_Prompt_. Scan the records for the string "below", then copy each line that has it.

====

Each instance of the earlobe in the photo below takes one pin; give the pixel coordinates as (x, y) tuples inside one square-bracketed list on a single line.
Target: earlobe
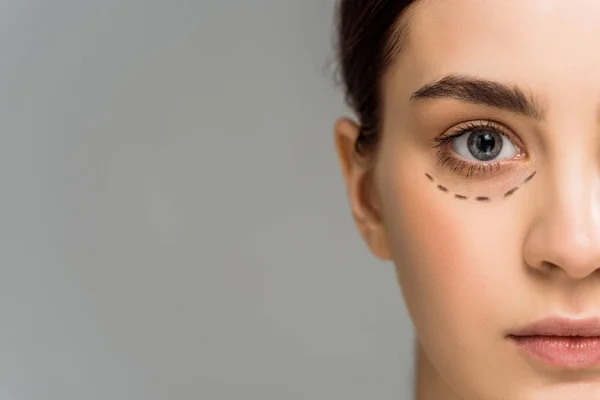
[(358, 174)]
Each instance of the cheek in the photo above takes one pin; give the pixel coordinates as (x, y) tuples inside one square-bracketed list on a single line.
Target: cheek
[(455, 259)]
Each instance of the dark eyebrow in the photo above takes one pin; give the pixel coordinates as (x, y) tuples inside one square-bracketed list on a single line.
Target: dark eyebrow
[(482, 91)]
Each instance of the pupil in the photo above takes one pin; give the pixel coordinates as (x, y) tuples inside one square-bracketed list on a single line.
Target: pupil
[(485, 145), (485, 142)]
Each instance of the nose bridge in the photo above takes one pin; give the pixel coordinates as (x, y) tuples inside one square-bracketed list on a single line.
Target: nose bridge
[(567, 232)]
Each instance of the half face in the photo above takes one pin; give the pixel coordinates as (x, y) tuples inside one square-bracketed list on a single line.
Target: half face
[(487, 187)]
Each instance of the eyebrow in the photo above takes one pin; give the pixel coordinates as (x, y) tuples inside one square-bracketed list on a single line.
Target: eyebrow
[(482, 91)]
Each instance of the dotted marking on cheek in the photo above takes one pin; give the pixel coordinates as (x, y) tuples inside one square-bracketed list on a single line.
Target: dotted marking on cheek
[(530, 177), (511, 191)]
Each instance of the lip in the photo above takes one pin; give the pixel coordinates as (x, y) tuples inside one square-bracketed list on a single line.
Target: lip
[(561, 342)]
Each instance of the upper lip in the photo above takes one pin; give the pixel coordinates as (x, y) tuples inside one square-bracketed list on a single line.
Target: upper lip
[(558, 326)]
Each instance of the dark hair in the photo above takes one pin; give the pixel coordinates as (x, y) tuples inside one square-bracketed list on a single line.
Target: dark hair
[(370, 34)]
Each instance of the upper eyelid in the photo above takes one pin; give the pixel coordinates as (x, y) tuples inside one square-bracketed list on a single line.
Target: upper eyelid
[(456, 129)]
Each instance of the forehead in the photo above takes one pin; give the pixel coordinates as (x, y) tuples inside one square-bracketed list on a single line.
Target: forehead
[(535, 43)]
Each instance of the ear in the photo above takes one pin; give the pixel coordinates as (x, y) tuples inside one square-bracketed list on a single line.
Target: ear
[(359, 177)]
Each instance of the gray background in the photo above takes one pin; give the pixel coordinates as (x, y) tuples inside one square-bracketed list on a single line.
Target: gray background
[(174, 224)]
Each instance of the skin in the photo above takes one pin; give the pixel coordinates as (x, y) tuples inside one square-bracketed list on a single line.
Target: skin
[(471, 271)]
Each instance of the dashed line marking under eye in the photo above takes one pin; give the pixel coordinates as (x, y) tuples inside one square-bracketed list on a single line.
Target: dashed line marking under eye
[(480, 198), (511, 191)]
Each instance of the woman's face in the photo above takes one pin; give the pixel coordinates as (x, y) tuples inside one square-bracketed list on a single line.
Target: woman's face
[(499, 225)]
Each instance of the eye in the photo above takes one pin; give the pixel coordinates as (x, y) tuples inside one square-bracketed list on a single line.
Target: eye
[(484, 144)]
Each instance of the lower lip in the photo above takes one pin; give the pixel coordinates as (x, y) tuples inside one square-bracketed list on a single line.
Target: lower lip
[(561, 351)]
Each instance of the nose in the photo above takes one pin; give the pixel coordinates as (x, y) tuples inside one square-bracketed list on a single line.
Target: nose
[(566, 234)]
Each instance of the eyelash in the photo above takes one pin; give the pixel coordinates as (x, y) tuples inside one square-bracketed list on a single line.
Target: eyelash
[(462, 167)]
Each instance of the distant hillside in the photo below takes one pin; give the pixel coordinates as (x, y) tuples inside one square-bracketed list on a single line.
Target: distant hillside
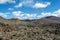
[(47, 28)]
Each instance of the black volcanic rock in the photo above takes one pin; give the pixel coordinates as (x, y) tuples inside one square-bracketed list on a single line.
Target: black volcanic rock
[(47, 28)]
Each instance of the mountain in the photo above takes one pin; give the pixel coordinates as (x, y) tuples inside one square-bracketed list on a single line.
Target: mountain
[(47, 28)]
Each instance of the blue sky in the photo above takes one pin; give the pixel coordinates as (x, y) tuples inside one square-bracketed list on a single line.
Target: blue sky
[(29, 9)]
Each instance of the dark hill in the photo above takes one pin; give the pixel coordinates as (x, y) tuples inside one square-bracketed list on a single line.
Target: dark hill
[(47, 28)]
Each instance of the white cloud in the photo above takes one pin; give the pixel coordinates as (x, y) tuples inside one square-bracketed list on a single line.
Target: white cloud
[(41, 5), (27, 3), (55, 13), (7, 1), (19, 5), (10, 9), (4, 14), (22, 15)]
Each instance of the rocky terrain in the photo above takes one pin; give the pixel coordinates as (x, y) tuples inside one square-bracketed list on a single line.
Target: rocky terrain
[(47, 28)]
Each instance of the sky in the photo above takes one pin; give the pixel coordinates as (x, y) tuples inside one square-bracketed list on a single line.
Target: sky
[(29, 9)]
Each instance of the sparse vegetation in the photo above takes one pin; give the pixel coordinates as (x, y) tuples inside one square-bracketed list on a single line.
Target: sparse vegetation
[(22, 30)]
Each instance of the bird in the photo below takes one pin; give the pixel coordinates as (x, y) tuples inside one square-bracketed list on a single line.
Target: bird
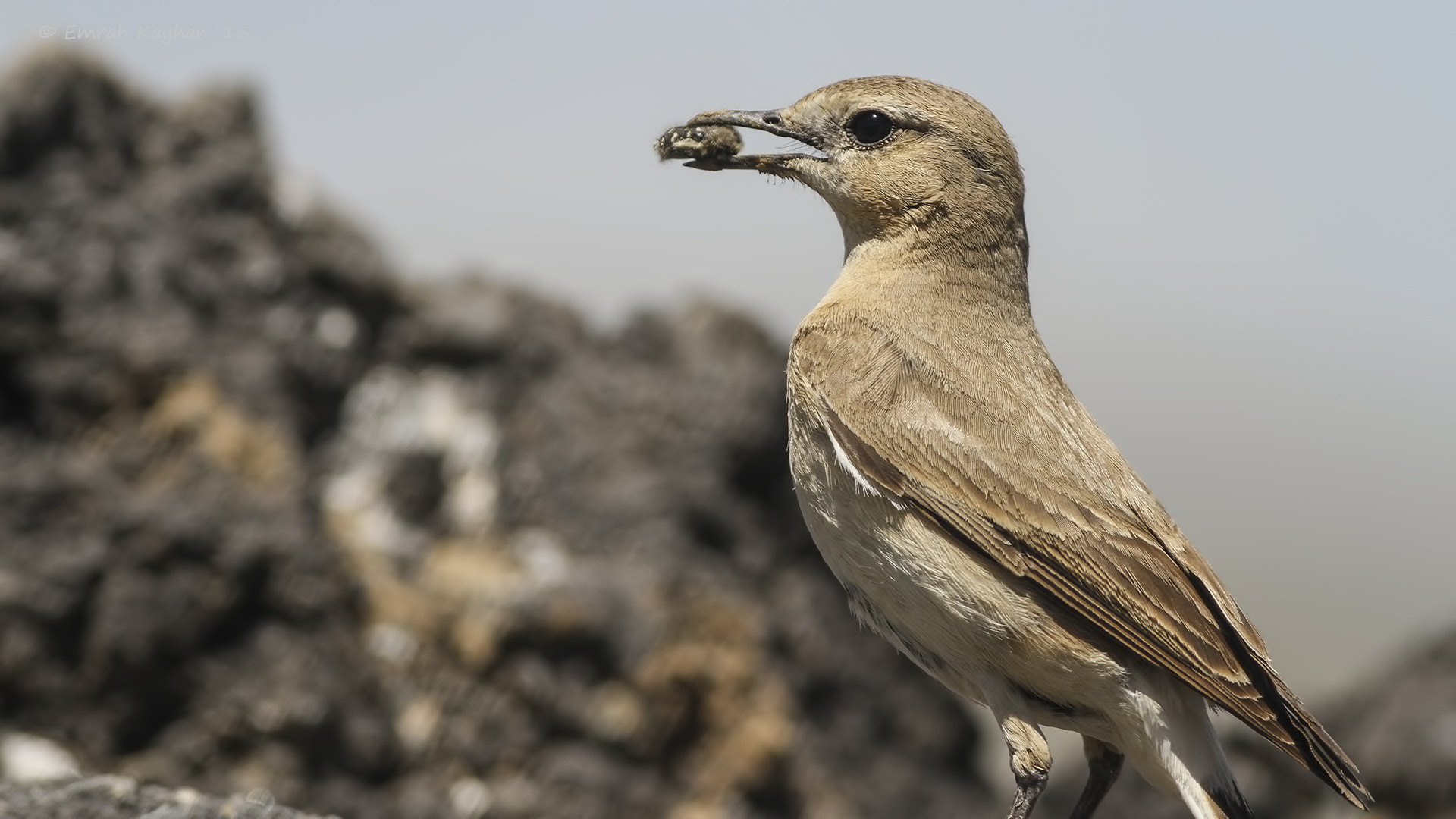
[(976, 515)]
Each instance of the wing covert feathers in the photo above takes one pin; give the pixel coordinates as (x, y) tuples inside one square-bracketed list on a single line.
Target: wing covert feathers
[(1050, 499)]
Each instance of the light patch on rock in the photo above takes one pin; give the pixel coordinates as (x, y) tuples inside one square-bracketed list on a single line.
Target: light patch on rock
[(25, 758)]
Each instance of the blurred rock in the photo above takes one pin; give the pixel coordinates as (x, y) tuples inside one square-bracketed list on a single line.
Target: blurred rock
[(118, 798), (278, 525)]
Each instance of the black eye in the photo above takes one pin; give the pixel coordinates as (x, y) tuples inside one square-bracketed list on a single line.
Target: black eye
[(870, 127)]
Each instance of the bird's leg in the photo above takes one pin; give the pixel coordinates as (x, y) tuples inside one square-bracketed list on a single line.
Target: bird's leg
[(1104, 764), (1030, 761)]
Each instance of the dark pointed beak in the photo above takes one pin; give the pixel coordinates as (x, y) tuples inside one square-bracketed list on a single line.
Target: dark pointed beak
[(769, 121)]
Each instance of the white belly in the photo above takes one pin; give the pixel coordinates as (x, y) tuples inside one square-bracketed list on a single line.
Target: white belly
[(956, 613)]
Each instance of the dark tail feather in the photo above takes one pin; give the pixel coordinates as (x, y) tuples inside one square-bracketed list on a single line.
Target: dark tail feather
[(1228, 798)]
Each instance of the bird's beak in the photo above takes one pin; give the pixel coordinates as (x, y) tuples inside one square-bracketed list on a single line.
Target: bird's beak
[(770, 121)]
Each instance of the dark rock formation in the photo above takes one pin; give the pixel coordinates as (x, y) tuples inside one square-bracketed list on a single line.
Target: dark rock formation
[(273, 521)]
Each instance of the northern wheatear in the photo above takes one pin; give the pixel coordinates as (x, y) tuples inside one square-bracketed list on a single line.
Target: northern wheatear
[(971, 507)]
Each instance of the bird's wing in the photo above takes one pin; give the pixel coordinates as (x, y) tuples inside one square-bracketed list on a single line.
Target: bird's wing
[(912, 428)]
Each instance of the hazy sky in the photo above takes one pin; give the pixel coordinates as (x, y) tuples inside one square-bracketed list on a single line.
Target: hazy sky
[(1242, 222)]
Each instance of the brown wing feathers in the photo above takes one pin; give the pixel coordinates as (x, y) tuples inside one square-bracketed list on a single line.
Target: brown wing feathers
[(1163, 604)]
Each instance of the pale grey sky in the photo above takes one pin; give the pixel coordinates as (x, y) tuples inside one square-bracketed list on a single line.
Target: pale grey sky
[(1241, 215)]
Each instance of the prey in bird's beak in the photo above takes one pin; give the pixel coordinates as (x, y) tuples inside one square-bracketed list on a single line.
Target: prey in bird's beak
[(710, 142)]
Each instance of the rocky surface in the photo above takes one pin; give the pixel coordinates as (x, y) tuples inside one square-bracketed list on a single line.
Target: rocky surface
[(274, 522), (277, 525)]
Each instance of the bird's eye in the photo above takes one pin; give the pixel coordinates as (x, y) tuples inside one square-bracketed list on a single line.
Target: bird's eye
[(870, 127)]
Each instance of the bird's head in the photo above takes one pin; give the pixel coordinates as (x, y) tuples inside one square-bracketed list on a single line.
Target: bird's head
[(900, 159)]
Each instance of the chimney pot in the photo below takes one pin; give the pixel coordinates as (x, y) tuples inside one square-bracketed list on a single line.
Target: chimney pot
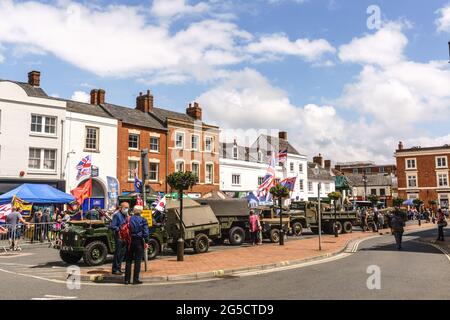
[(34, 78)]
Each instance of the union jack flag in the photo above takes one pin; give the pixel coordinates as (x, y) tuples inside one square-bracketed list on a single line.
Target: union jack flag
[(84, 167)]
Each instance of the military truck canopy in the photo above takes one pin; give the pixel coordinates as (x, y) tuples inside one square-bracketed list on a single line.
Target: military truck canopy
[(227, 207)]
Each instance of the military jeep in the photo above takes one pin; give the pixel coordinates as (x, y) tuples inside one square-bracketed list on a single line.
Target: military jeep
[(94, 240)]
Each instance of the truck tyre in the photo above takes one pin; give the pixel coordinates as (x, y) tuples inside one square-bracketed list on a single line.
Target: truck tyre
[(297, 229), (154, 248), (347, 227), (95, 253), (237, 236), (70, 257), (275, 235), (201, 243)]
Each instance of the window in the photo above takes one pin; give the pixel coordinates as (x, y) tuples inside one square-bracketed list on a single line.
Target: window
[(153, 171), (154, 144), (209, 173), (442, 180), (179, 140), (412, 181), (208, 144), (179, 166), (441, 162), (133, 141), (133, 169), (236, 179), (91, 142), (235, 153), (35, 156), (194, 142), (411, 164), (43, 124), (196, 171)]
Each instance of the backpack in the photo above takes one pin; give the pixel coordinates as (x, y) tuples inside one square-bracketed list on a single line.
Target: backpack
[(125, 232)]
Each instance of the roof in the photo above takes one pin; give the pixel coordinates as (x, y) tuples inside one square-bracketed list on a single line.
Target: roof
[(323, 174), (31, 91), (356, 180), (283, 144), (133, 116), (87, 108)]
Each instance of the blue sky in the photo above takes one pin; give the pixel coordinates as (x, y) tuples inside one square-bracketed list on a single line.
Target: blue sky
[(312, 67)]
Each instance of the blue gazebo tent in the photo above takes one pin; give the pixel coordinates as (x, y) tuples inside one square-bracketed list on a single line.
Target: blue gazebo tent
[(37, 193)]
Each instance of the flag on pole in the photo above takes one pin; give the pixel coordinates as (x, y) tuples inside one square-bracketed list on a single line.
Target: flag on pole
[(289, 183), (5, 209), (83, 192), (84, 167)]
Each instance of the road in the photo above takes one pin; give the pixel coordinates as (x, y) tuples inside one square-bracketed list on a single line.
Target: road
[(416, 272)]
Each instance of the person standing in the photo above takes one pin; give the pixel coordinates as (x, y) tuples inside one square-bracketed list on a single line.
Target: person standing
[(441, 225), (118, 219), (254, 229), (397, 227), (139, 236)]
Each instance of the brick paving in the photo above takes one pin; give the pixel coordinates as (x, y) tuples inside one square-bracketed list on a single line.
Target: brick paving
[(247, 257)]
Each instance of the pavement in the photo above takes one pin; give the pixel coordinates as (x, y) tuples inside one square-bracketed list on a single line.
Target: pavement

====

_Response area_.
Each instance of the earlobe in the photo below takes one pin; give the pixel coordinates as (x, y) tuples inside one square-bracketed list on a single line.
Each instance of the distant hillside in the photo below takes one pin; give the pixel coordinates as (x, y) tuples inside one square-bracketed list on a single line.
Each instance of the bird in the photo below takes one pin; give the pixel coordinates as (x, y) tuples inside one square-bracketed list on a single line.
Each instance of the chimney pot in the photo below takes one pin; give the pixel coordinates as (x, y) tuples inside one square-bracketed list on a single line.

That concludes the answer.